→ GIVEN EXERCISE: Copy the passage from the document-processing notes word for word, beginning at the words "What Was Completed" and stopping after "(was truncating JSON)".

SELECTED PASSAGE start

Skip to content

Next Steps - Document Processing & Rate Extraction

Last updated: 2026-01-06

Current Status

Document Processing Progress

Status Count Percentage
completed 1,349 26.5%
needs_review 2,092 41.1%
pending 862 16.9%
failed 782 15.4%
Total 5,085 100%

Rate Extraction Progress

  • Total rates extracted: 14,788
  • Batch 0 results: 96/100 docs succeeded, 1,858 rates extracted
  • Average rates per doc: ~19

What Was Completed This Session

1. Extended OCR Service (src/workers/ocr_service.py)

Added support for non-image formats: - .docx - python-docx library - .doc - antiword/catdoc/LibreOffice fallback - .xlsx - openpyxl library - .xls - xlrd library - .txt - direct file read

2. Marked Empty Files as Failed

332 documents with 0 bytes (failed Airtable downloads) marked as failed with error message.

3. Fixed Rate Extractor (src/workers/rate_extractor.py)

  • Increased CLAUDE_MAX_TOKENS from 4096 → 16384 (was truncating JSON)
  • Increased API timeout from 60s → 180s
  • Fixed JSON parsing regex (was non-greedy, breaking nested JSON)
  • Added balanced brace extraction for complex nested JSON
  • Fixed .env loading with explicit load_dotenv()

4. Generated Processing Batches

9 batch files created in batches/: - batch_0000.json through batch_0007.json: 100 docs each - batch_0008.json: 10 docs

5. Started Batch Processing

  • Batch 0000: ✅ Completed
  • Batch 0001: 🔄 Running (check logs/batch_0001.log)
  • Batches 0002-0008: ⏳ Pending

Immediate Next Steps

1. Continue Batch Processing

DuckDB only supports single writer, so run batches sequentially:

# Check if current batch finished
tail -20 logs/batch_0001.log

# When done, start next batch
source ~/.pyenv/versions/nominates/bin/activate
nohup python3 -u src/workers/document_processor.py --batch-file batches/batch_0002.json > logs/batch_0002.log 2>&1 &

# Continue for batches 0003-0008

2. Monitor Progress

# Check document status
python3 -c "
import duckdb
conn = duckdb.connect('db/cbradio.db', read_only=True)

SELECTED PASSAGE end
MATERIAL SUPPLIED start

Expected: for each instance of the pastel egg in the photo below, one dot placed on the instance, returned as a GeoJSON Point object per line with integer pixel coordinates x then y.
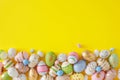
{"type": "Point", "coordinates": [114, 60]}
{"type": "Point", "coordinates": [64, 77]}
{"type": "Point", "coordinates": [67, 68]}
{"type": "Point", "coordinates": [79, 66]}
{"type": "Point", "coordinates": [33, 60]}
{"type": "Point", "coordinates": [62, 57]}
{"type": "Point", "coordinates": [104, 54]}
{"type": "Point", "coordinates": [5, 76]}
{"type": "Point", "coordinates": [100, 74]}
{"type": "Point", "coordinates": [50, 58]}
{"type": "Point", "coordinates": [77, 76]}
{"type": "Point", "coordinates": [33, 74]}
{"type": "Point", "coordinates": [87, 55]}
{"type": "Point", "coordinates": [12, 72]}
{"type": "Point", "coordinates": [11, 52]}
{"type": "Point", "coordinates": [42, 68]}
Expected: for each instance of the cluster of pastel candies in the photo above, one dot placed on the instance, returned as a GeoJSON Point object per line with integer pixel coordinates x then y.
{"type": "Point", "coordinates": [99, 65]}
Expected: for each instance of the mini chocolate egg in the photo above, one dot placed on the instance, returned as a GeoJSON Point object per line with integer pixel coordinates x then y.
{"type": "Point", "coordinates": [33, 60]}
{"type": "Point", "coordinates": [8, 63]}
{"type": "Point", "coordinates": [11, 53]}
{"type": "Point", "coordinates": [42, 68]}
{"type": "Point", "coordinates": [104, 64]}
{"type": "Point", "coordinates": [73, 57]}
{"type": "Point", "coordinates": [77, 76]}
{"type": "Point", "coordinates": [98, 76]}
{"type": "Point", "coordinates": [5, 76]}
{"type": "Point", "coordinates": [12, 72]}
{"type": "Point", "coordinates": [50, 58]}
{"type": "Point", "coordinates": [90, 69]}
{"type": "Point", "coordinates": [47, 77]}
{"type": "Point", "coordinates": [1, 68]}
{"type": "Point", "coordinates": [21, 56]}
{"type": "Point", "coordinates": [60, 72]}
{"type": "Point", "coordinates": [118, 73]}
{"type": "Point", "coordinates": [33, 74]}
{"type": "Point", "coordinates": [110, 75]}
{"type": "Point", "coordinates": [40, 53]}
{"type": "Point", "coordinates": [62, 57]}
{"type": "Point", "coordinates": [79, 66]}
{"type": "Point", "coordinates": [3, 55]}
{"type": "Point", "coordinates": [87, 55]}
{"type": "Point", "coordinates": [20, 77]}
{"type": "Point", "coordinates": [114, 60]}
{"type": "Point", "coordinates": [21, 68]}
{"type": "Point", "coordinates": [64, 77]}
{"type": "Point", "coordinates": [104, 54]}
{"type": "Point", "coordinates": [67, 68]}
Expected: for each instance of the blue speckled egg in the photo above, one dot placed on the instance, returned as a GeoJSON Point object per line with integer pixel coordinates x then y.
{"type": "Point", "coordinates": [79, 66]}
{"type": "Point", "coordinates": [60, 72]}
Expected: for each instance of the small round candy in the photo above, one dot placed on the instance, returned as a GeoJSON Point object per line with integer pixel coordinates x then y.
{"type": "Point", "coordinates": [11, 53]}
{"type": "Point", "coordinates": [25, 62]}
{"type": "Point", "coordinates": [98, 69]}
{"type": "Point", "coordinates": [60, 72]}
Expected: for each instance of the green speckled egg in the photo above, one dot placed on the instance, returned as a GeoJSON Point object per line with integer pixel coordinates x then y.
{"type": "Point", "coordinates": [5, 76]}
{"type": "Point", "coordinates": [50, 58]}
{"type": "Point", "coordinates": [113, 60]}
{"type": "Point", "coordinates": [67, 68]}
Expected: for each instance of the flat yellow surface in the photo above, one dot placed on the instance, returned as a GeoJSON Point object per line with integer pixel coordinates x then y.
{"type": "Point", "coordinates": [58, 25]}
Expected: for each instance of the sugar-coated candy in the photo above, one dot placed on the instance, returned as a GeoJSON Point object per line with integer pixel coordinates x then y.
{"type": "Point", "coordinates": [50, 58]}
{"type": "Point", "coordinates": [42, 68]}
{"type": "Point", "coordinates": [98, 76]}
{"type": "Point", "coordinates": [104, 64]}
{"type": "Point", "coordinates": [114, 60]}
{"type": "Point", "coordinates": [90, 69]}
{"type": "Point", "coordinates": [11, 53]}
{"type": "Point", "coordinates": [67, 68]}
{"type": "Point", "coordinates": [79, 66]}
{"type": "Point", "coordinates": [77, 76]}
{"type": "Point", "coordinates": [73, 57]}
{"type": "Point", "coordinates": [110, 75]}
{"type": "Point", "coordinates": [33, 75]}
{"type": "Point", "coordinates": [87, 55]}
{"type": "Point", "coordinates": [12, 72]}
{"type": "Point", "coordinates": [8, 63]}
{"type": "Point", "coordinates": [64, 77]}
{"type": "Point", "coordinates": [5, 76]}
{"type": "Point", "coordinates": [62, 57]}
{"type": "Point", "coordinates": [21, 56]}
{"type": "Point", "coordinates": [21, 67]}
{"type": "Point", "coordinates": [47, 77]}
{"type": "Point", "coordinates": [104, 53]}
{"type": "Point", "coordinates": [33, 60]}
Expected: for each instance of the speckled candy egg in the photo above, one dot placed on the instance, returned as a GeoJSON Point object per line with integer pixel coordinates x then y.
{"type": "Point", "coordinates": [33, 74]}
{"type": "Point", "coordinates": [73, 57]}
{"type": "Point", "coordinates": [104, 54]}
{"type": "Point", "coordinates": [50, 58]}
{"type": "Point", "coordinates": [33, 60]}
{"type": "Point", "coordinates": [77, 76]}
{"type": "Point", "coordinates": [79, 66]}
{"type": "Point", "coordinates": [11, 52]}
{"type": "Point", "coordinates": [5, 76]}
{"type": "Point", "coordinates": [62, 57]}
{"type": "Point", "coordinates": [42, 68]}
{"type": "Point", "coordinates": [113, 60]}
{"type": "Point", "coordinates": [12, 72]}
{"type": "Point", "coordinates": [67, 68]}
{"type": "Point", "coordinates": [87, 55]}
{"type": "Point", "coordinates": [64, 77]}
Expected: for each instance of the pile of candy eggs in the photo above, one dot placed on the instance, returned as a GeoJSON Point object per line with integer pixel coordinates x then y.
{"type": "Point", "coordinates": [21, 65]}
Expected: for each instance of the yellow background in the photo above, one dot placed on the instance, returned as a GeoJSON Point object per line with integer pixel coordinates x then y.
{"type": "Point", "coordinates": [58, 25]}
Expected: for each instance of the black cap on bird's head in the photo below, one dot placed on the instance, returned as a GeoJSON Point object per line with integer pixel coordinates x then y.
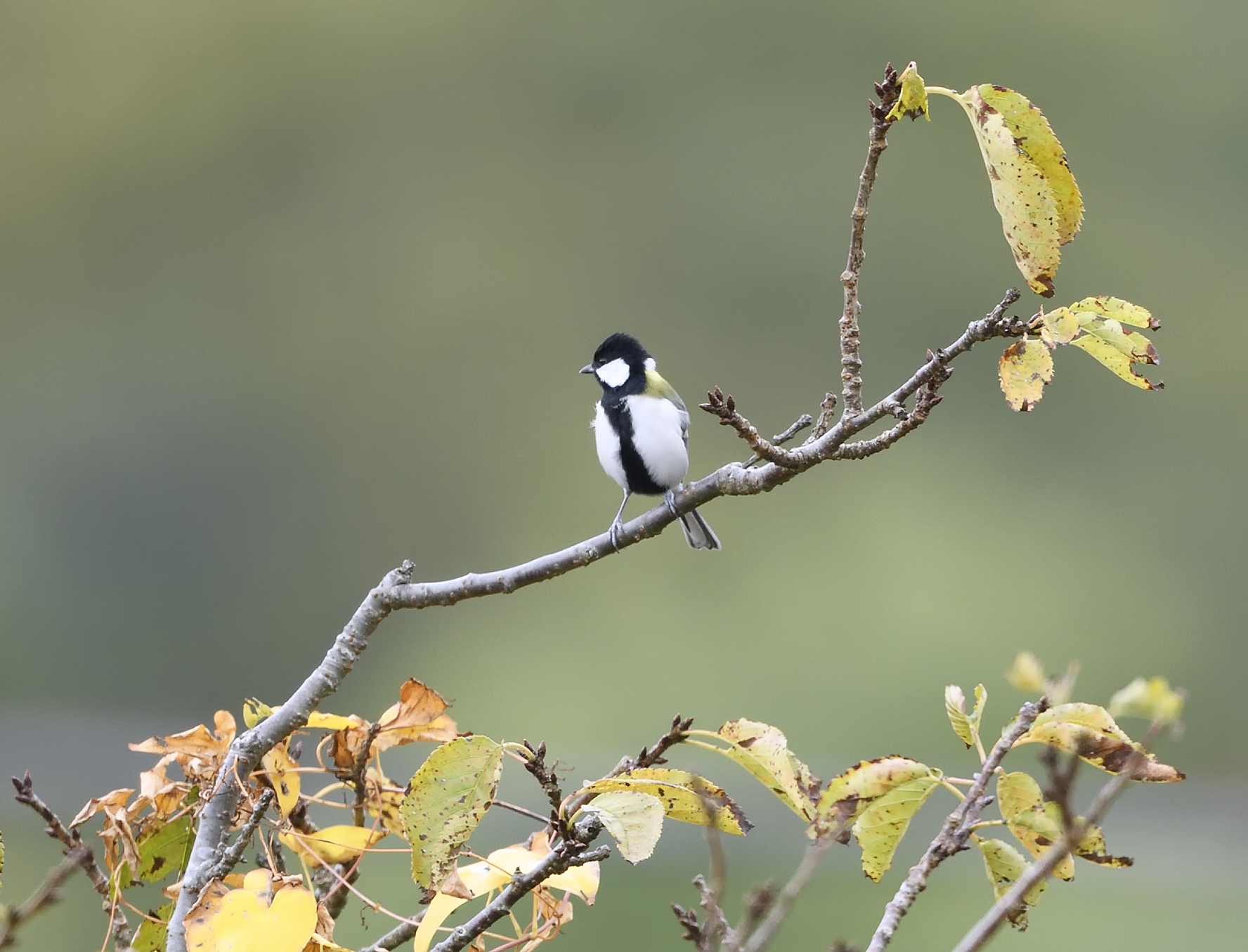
{"type": "Point", "coordinates": [617, 360]}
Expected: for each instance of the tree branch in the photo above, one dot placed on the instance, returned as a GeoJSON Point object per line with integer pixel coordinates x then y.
{"type": "Point", "coordinates": [1041, 868]}
{"type": "Point", "coordinates": [955, 833]}
{"type": "Point", "coordinates": [567, 854]}
{"type": "Point", "coordinates": [852, 362]}
{"type": "Point", "coordinates": [122, 934]}
{"type": "Point", "coordinates": [46, 895]}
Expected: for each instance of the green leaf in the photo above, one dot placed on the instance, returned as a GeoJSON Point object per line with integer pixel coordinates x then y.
{"type": "Point", "coordinates": [1005, 865]}
{"type": "Point", "coordinates": [446, 800]}
{"type": "Point", "coordinates": [852, 791]}
{"type": "Point", "coordinates": [914, 96]}
{"type": "Point", "coordinates": [881, 825]}
{"type": "Point", "coordinates": [167, 850]}
{"type": "Point", "coordinates": [1026, 367]}
{"type": "Point", "coordinates": [1030, 216]}
{"type": "Point", "coordinates": [965, 725]}
{"type": "Point", "coordinates": [1036, 140]}
{"type": "Point", "coordinates": [1152, 699]}
{"type": "Point", "coordinates": [684, 796]}
{"type": "Point", "coordinates": [764, 751]}
{"type": "Point", "coordinates": [1034, 823]}
{"type": "Point", "coordinates": [1090, 731]}
{"type": "Point", "coordinates": [1119, 310]}
{"type": "Point", "coordinates": [633, 818]}
{"type": "Point", "coordinates": [151, 936]}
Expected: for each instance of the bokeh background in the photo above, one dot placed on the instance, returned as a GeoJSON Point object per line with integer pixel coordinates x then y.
{"type": "Point", "coordinates": [292, 291]}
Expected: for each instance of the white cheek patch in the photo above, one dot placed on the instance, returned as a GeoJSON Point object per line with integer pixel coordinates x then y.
{"type": "Point", "coordinates": [613, 373]}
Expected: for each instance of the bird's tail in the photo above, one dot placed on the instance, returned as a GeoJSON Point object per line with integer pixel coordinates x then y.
{"type": "Point", "coordinates": [698, 532]}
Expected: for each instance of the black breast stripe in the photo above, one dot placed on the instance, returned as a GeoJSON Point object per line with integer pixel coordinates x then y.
{"type": "Point", "coordinates": [639, 479]}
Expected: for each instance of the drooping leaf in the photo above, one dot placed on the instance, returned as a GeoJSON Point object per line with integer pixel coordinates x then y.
{"type": "Point", "coordinates": [1111, 357]}
{"type": "Point", "coordinates": [1117, 310]}
{"type": "Point", "coordinates": [633, 818]}
{"type": "Point", "coordinates": [965, 725]}
{"type": "Point", "coordinates": [446, 800]}
{"type": "Point", "coordinates": [1035, 138]}
{"type": "Point", "coordinates": [849, 794]}
{"type": "Point", "coordinates": [685, 796]}
{"type": "Point", "coordinates": [332, 844]}
{"type": "Point", "coordinates": [285, 778]}
{"type": "Point", "coordinates": [1025, 368]}
{"type": "Point", "coordinates": [167, 849]}
{"type": "Point", "coordinates": [1152, 699]}
{"type": "Point", "coordinates": [764, 751]}
{"type": "Point", "coordinates": [152, 936]}
{"type": "Point", "coordinates": [1034, 823]}
{"type": "Point", "coordinates": [1003, 866]}
{"type": "Point", "coordinates": [881, 825]}
{"type": "Point", "coordinates": [420, 715]}
{"type": "Point", "coordinates": [1060, 326]}
{"type": "Point", "coordinates": [914, 96]}
{"type": "Point", "coordinates": [241, 921]}
{"type": "Point", "coordinates": [1024, 197]}
{"type": "Point", "coordinates": [1026, 674]}
{"type": "Point", "coordinates": [1090, 731]}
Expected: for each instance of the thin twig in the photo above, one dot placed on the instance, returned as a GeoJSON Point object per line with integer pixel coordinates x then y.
{"type": "Point", "coordinates": [852, 361]}
{"type": "Point", "coordinates": [46, 895]}
{"type": "Point", "coordinates": [1041, 868]}
{"type": "Point", "coordinates": [956, 830]}
{"type": "Point", "coordinates": [120, 927]}
{"type": "Point", "coordinates": [230, 855]}
{"type": "Point", "coordinates": [779, 911]}
{"type": "Point", "coordinates": [567, 854]}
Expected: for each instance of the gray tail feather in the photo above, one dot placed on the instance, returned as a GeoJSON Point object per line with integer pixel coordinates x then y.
{"type": "Point", "coordinates": [698, 532]}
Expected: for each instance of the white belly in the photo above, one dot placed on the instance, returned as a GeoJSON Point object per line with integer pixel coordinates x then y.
{"type": "Point", "coordinates": [659, 436]}
{"type": "Point", "coordinates": [608, 447]}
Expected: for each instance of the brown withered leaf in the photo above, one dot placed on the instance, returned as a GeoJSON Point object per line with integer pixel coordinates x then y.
{"type": "Point", "coordinates": [197, 751]}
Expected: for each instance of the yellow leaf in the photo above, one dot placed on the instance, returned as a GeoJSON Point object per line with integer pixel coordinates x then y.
{"type": "Point", "coordinates": [334, 844]}
{"type": "Point", "coordinates": [1060, 327]}
{"type": "Point", "coordinates": [1024, 197]}
{"type": "Point", "coordinates": [1119, 310]}
{"type": "Point", "coordinates": [1035, 138]}
{"type": "Point", "coordinates": [1119, 363]}
{"type": "Point", "coordinates": [764, 751]}
{"type": "Point", "coordinates": [965, 725]}
{"type": "Point", "coordinates": [1005, 865]}
{"type": "Point", "coordinates": [445, 802]}
{"type": "Point", "coordinates": [284, 776]}
{"type": "Point", "coordinates": [1152, 699]}
{"type": "Point", "coordinates": [881, 825]}
{"type": "Point", "coordinates": [635, 819]}
{"type": "Point", "coordinates": [1034, 823]}
{"type": "Point", "coordinates": [1026, 674]}
{"type": "Point", "coordinates": [241, 921]}
{"type": "Point", "coordinates": [914, 96]}
{"type": "Point", "coordinates": [1025, 368]}
{"type": "Point", "coordinates": [1090, 731]}
{"type": "Point", "coordinates": [685, 796]}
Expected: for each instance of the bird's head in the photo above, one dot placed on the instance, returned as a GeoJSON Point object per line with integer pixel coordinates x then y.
{"type": "Point", "coordinates": [619, 360]}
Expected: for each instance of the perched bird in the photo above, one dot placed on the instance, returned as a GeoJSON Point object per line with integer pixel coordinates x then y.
{"type": "Point", "coordinates": [642, 429]}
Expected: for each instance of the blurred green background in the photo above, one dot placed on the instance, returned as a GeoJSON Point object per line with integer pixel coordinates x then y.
{"type": "Point", "coordinates": [292, 291]}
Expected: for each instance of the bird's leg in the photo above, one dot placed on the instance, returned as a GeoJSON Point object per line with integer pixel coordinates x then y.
{"type": "Point", "coordinates": [617, 523]}
{"type": "Point", "coordinates": [670, 500]}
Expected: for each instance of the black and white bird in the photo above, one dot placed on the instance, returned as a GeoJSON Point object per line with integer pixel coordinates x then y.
{"type": "Point", "coordinates": [642, 429]}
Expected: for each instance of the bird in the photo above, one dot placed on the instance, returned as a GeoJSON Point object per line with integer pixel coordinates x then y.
{"type": "Point", "coordinates": [642, 429]}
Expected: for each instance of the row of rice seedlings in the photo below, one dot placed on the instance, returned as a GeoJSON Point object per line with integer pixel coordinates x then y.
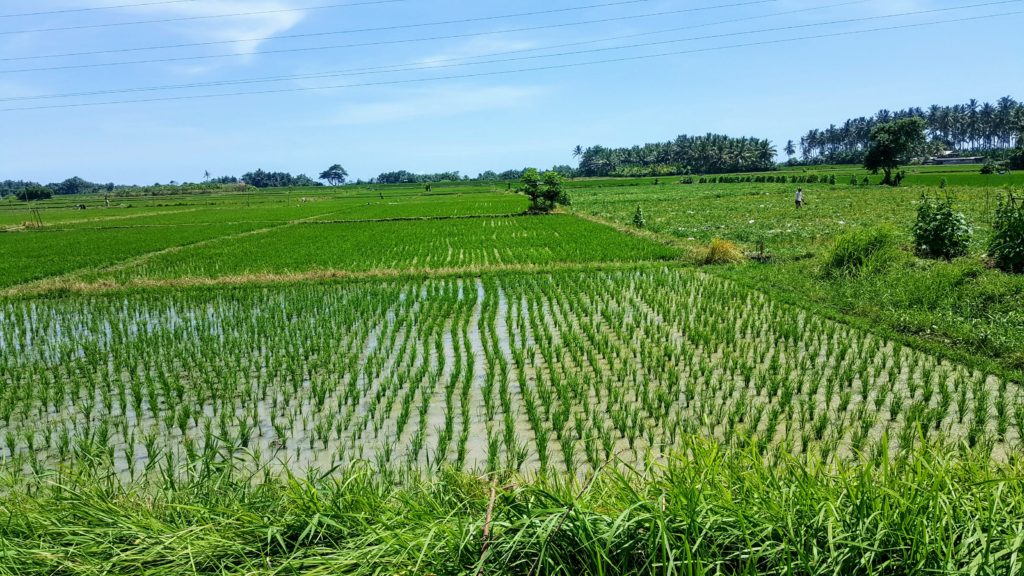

MATERIAL SUPPLIED end

→ THE RESULT:
What Was Completed This Session

1. Extended OCR Service (src/workers/ocr_service.py)

Added support for non-image formats: - .docx - python-docx library - .doc - antiword/catdoc/LibreOffice fallback - .xlsx - openpyxl library - .xls - xlrd library - .txt - direct file read

2. Marked Empty Files as Failed

332 documents with 0 bytes (failed Airtable downloads) marked as failed with error message.

3. Fixed Rate Extractor (src/workers/rate_extractor.py)

  • Increased CLAUDE_MAX_TOKENS from 4096 → 16384 (was truncating JSON)